Start of Given data

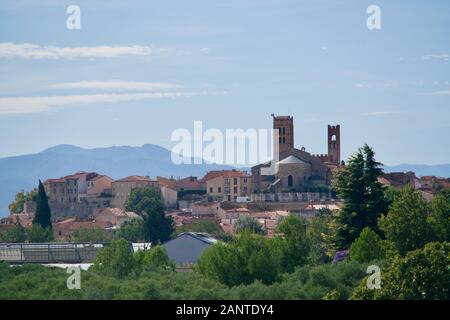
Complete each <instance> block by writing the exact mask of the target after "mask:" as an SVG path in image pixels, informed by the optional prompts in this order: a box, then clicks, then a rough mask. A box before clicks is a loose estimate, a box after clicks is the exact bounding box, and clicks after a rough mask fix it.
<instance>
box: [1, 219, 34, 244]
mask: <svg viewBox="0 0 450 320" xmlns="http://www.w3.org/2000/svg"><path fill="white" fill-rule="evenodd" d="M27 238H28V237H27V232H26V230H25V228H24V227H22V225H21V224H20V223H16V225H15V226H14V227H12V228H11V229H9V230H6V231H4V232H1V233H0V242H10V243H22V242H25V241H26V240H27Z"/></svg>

End of Given data
Start of Given data

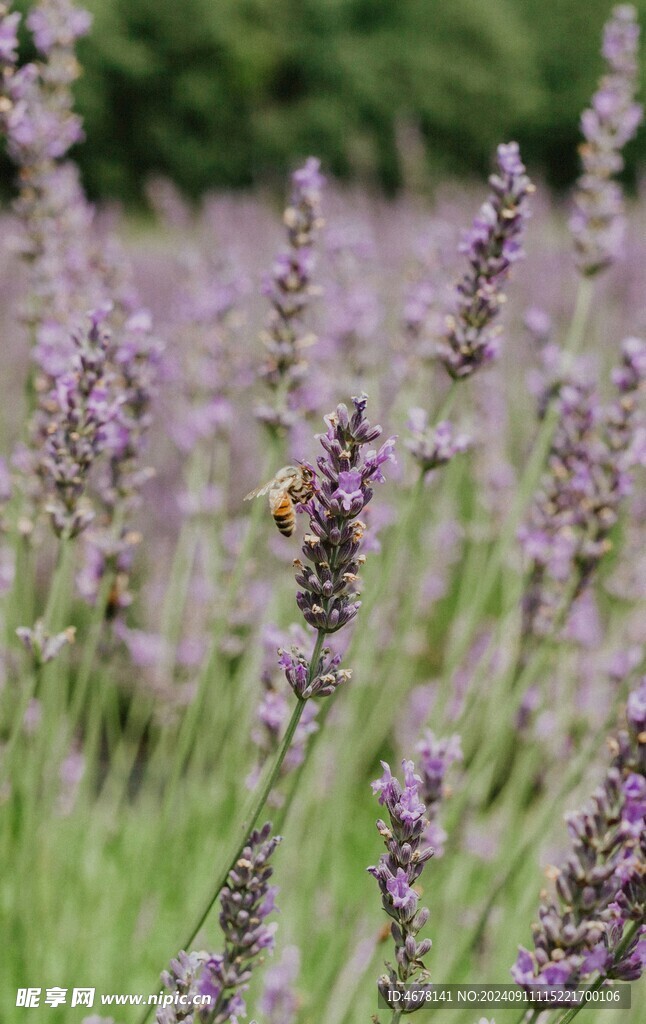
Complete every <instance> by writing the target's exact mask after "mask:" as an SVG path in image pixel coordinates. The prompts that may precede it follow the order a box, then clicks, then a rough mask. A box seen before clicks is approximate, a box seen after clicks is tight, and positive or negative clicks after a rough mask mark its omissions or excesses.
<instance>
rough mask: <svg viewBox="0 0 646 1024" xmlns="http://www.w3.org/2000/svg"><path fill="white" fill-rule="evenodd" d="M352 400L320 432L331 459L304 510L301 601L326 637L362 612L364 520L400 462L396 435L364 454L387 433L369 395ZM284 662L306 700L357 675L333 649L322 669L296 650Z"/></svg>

End of Given data

Goal of the exercise. Rewrite the listing from the line with "Complete each <instance>" up to and including the line with "box: [1, 219, 34, 244]", swapping "pixels" for "pixel coordinates" and keeping everything else the same.

Answer to this problem.
Complete each <instance> block by writing the exact mask of the target after "mask:" as an SVG path in image pixel coordinates, informed by the optional prompts in this order: a box, then clicks, then a rough mask. A box before clicks is a loose estimate, a box after clicks is the exact bounding box, and clicks after a rough mask fix it.
<instance>
box: [1, 219, 34, 244]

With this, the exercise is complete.